Work to complete: Copy out, from the data, each line containing the string "group".

Source records

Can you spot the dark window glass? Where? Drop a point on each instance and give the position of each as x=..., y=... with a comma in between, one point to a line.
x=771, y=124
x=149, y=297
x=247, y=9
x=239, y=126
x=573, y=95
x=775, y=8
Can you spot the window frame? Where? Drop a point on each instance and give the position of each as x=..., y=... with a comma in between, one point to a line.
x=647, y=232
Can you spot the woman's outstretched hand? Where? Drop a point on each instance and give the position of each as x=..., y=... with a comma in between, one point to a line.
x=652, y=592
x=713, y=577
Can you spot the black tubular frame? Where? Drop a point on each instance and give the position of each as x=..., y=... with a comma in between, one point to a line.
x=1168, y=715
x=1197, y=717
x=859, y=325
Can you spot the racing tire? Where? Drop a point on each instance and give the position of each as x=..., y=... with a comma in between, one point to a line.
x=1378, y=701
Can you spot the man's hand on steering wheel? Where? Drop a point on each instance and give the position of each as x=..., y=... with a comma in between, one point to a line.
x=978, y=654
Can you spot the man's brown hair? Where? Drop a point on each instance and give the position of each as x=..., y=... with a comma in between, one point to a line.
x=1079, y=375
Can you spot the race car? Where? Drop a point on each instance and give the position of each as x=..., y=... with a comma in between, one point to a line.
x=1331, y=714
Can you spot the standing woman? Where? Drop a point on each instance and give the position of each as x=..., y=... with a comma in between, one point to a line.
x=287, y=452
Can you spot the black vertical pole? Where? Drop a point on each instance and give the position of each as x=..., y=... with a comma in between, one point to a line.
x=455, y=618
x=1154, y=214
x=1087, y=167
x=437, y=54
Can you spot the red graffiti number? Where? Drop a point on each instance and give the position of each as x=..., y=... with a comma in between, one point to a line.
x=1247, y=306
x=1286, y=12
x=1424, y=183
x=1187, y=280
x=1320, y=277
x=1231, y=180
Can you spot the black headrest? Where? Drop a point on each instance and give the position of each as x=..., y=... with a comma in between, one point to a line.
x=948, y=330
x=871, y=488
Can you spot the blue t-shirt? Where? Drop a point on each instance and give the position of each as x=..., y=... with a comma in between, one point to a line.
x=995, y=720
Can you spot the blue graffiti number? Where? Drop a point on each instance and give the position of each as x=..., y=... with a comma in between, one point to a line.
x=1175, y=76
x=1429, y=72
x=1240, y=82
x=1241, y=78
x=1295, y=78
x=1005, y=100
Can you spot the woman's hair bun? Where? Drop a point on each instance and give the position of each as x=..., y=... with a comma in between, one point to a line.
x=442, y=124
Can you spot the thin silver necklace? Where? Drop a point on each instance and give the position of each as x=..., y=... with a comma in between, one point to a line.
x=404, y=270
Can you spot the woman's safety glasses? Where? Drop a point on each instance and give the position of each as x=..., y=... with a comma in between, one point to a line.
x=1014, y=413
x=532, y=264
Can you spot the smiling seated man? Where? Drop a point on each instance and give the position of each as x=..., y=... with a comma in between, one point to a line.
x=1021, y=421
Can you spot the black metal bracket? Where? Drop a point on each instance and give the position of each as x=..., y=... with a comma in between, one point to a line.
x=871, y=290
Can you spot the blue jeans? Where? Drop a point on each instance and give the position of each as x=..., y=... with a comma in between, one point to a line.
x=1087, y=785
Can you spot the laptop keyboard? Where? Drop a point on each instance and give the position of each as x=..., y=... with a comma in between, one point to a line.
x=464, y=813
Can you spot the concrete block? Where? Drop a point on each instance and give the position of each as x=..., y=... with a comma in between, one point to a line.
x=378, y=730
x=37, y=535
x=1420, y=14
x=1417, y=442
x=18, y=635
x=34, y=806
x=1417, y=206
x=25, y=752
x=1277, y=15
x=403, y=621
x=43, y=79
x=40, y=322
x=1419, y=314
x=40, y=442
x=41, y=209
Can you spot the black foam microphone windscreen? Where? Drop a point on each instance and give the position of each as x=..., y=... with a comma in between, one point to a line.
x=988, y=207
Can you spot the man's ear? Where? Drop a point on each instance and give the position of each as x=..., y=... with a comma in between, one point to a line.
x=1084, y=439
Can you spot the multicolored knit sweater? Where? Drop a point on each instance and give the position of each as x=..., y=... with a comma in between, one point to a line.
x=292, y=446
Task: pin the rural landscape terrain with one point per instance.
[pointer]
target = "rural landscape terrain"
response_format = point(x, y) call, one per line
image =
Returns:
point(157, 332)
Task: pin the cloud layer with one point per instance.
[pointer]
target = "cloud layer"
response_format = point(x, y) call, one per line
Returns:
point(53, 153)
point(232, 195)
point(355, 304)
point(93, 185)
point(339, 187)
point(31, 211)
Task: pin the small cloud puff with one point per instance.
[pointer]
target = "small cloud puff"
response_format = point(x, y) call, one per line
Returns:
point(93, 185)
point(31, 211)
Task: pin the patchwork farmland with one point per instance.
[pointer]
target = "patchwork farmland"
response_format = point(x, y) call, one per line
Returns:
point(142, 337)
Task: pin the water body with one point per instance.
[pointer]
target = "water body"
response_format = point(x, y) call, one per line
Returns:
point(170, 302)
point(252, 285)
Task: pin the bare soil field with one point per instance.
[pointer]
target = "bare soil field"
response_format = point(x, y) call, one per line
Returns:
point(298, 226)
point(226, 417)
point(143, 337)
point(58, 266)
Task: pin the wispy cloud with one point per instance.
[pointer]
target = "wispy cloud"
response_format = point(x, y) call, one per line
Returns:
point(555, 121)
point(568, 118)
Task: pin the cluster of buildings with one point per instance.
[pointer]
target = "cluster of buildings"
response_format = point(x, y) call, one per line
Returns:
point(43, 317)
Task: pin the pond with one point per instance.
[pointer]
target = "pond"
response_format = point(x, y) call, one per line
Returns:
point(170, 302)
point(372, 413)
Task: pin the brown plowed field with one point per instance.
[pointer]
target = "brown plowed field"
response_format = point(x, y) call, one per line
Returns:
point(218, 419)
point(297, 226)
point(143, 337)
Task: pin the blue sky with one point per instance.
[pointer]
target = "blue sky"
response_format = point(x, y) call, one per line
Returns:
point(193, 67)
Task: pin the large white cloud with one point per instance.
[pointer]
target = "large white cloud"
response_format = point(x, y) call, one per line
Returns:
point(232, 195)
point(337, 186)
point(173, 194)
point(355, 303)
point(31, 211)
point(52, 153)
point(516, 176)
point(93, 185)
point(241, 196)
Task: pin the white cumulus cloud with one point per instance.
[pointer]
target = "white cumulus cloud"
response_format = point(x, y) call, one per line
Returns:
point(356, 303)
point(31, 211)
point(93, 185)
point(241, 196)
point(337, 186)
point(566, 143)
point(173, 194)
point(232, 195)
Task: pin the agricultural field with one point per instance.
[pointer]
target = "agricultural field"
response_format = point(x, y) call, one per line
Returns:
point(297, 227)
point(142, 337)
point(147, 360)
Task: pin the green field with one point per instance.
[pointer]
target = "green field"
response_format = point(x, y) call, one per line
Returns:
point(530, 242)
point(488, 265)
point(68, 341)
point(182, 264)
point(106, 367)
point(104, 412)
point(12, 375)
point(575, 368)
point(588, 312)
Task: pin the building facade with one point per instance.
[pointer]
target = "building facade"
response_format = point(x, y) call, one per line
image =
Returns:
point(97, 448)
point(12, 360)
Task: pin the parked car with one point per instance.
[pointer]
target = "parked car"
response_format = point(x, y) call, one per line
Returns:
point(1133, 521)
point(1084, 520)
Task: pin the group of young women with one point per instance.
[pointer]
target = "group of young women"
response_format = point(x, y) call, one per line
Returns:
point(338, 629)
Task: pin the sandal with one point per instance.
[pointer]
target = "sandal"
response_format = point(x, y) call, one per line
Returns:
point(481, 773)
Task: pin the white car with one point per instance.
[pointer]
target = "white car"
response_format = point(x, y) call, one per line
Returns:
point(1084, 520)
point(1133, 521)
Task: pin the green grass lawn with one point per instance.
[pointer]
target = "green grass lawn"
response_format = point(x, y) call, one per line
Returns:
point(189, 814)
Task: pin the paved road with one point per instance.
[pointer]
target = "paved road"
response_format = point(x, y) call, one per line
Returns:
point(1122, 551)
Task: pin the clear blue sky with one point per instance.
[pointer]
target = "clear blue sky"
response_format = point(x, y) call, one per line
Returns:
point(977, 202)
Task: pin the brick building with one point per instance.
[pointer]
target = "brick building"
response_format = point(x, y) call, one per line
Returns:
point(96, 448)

Solution:
Task: pin the group of young women with one point per instance.
target = "group of young women"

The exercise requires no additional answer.